- Exercise requirements -
Return the records exactly as they are.

---+---

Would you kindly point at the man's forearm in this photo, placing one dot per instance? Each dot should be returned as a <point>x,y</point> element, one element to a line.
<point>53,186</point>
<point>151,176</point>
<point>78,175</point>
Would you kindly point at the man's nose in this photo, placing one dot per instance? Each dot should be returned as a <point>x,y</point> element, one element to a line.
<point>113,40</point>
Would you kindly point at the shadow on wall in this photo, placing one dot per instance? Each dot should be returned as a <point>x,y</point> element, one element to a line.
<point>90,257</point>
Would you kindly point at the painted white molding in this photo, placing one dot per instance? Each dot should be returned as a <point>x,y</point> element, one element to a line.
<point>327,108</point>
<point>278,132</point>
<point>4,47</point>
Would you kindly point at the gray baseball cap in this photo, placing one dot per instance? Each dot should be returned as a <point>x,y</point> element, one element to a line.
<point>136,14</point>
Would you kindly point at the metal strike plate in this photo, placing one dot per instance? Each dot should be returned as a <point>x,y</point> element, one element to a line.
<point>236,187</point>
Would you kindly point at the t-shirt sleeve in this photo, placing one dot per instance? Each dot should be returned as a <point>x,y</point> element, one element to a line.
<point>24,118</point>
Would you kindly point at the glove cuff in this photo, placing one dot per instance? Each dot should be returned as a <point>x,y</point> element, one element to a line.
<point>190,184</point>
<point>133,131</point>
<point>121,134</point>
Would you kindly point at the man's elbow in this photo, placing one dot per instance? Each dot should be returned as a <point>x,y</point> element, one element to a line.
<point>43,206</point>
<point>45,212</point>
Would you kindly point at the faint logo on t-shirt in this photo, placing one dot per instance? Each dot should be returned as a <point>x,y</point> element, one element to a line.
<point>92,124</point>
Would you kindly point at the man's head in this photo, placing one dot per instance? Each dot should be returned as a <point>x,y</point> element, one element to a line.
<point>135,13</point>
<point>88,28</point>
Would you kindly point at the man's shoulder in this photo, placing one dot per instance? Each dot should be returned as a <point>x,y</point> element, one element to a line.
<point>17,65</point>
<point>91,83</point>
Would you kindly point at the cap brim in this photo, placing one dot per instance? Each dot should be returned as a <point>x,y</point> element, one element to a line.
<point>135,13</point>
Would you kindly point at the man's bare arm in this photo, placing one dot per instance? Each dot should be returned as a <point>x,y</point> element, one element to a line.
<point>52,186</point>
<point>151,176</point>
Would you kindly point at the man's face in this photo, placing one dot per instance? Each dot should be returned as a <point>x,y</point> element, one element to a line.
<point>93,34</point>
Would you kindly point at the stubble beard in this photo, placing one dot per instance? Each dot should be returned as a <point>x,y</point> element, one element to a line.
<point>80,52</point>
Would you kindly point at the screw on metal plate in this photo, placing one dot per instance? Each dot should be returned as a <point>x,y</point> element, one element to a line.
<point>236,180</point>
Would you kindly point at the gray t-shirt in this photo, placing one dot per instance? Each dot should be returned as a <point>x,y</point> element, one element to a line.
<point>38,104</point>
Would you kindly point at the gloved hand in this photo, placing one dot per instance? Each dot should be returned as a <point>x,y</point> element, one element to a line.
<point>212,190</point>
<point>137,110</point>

---+---

- Answer to this problem -
Would you kindly point at the man's forearm in this photo, placing one dot per instance? Each dot should be returned as a <point>x,y</point> element, one element to a line.
<point>53,186</point>
<point>151,176</point>
<point>78,175</point>
Would you kindly point at the man's nose in this photo, placing one dot per instance? Each dot should be returned as a <point>x,y</point> element, one element to a line.
<point>113,40</point>
Would you kindly point at the shadow on wall in this photo, placing one dot per instance? Each dot should be returned as a <point>x,y</point> element, one element to a line.
<point>90,257</point>
Would you kindly point at the painted white molding in this photo, placing one dot per instance? Each dot should be returned as a <point>x,y</point> element, one element to a line.
<point>327,108</point>
<point>278,132</point>
<point>4,47</point>
Would you kindly point at the gray baseball cap in this photo, placing one dot per instance? Each dot should be returned as a <point>x,y</point> element, one element to a line.
<point>136,14</point>
Would you kindly point at the metal strike plate in this photo, placing one dot per instance? Each dot should be returned as a <point>x,y</point> element, one element to a line.
<point>236,187</point>
Would you kindly point at the t-shirt sleeve in this photo, placing one dot per instance? Each dot should be returned as a <point>x,y</point> element, one element to a line.
<point>24,118</point>
Would you kindly point at the glove cuff in this photo, placing one dot per instance? Each dot should be returned as a <point>x,y</point> element, one element to a line.
<point>190,184</point>
<point>133,131</point>
<point>121,134</point>
Would you kindly point at the man's elbow in this photo, placing one dot per instance? Each dot should be returned as a <point>x,y</point> element, one element to a line.
<point>43,206</point>
<point>45,212</point>
Would you kindly point at the faint logo on t-shirt in this photo, placing one dot per instance? Each dot should be returned as a <point>x,y</point> element, one element to a line.
<point>92,124</point>
Would you kindly point at the man's head in this photo, placing one dot per instance? Each dot should be returned as a <point>x,y</point> element, one element to a line.
<point>135,13</point>
<point>88,28</point>
Would you kindly point at the man's shoulder in this photo, placing one dot per instance? Each dot should be returned as a <point>x,y</point> element, one element to a line.
<point>17,65</point>
<point>91,83</point>
Would you kindly point at the cap brim in this photo, placing one dot per instance? Each dot should be returned as a <point>x,y</point> element, one element to a line.
<point>135,13</point>
Would you kindly point at the man's bare arm in this photo, placing one dot per instance? Each dot should be returned as a <point>x,y</point> element, one element to a line.
<point>52,186</point>
<point>151,176</point>
Would you kindly point at the man's face in this photo, placing one dot per instance? Each dot should be returned as a <point>x,y</point> element, one element to a line.
<point>93,34</point>
Would you kindly point at the stubble beard in this photo, placing one dot per instance? Each dot should be returned as a <point>x,y</point> element, one element to a line.
<point>80,52</point>
Would you kindly point at the screw on metal plate in this photo, placing one dot per instance? Each dot should be returned as a <point>x,y</point> element, one element to a line.
<point>236,180</point>
Would you kindly point at the gray t-shirt in this photo, placing one dot per instance? Each dot should be returned as a <point>x,y</point> element, one element to a line.
<point>38,104</point>
Would you kindly point at the gloved hand in this photo, placing one dot per instance? Each dot should be returned as a <point>x,y</point> element, one element to a line.
<point>212,190</point>
<point>137,110</point>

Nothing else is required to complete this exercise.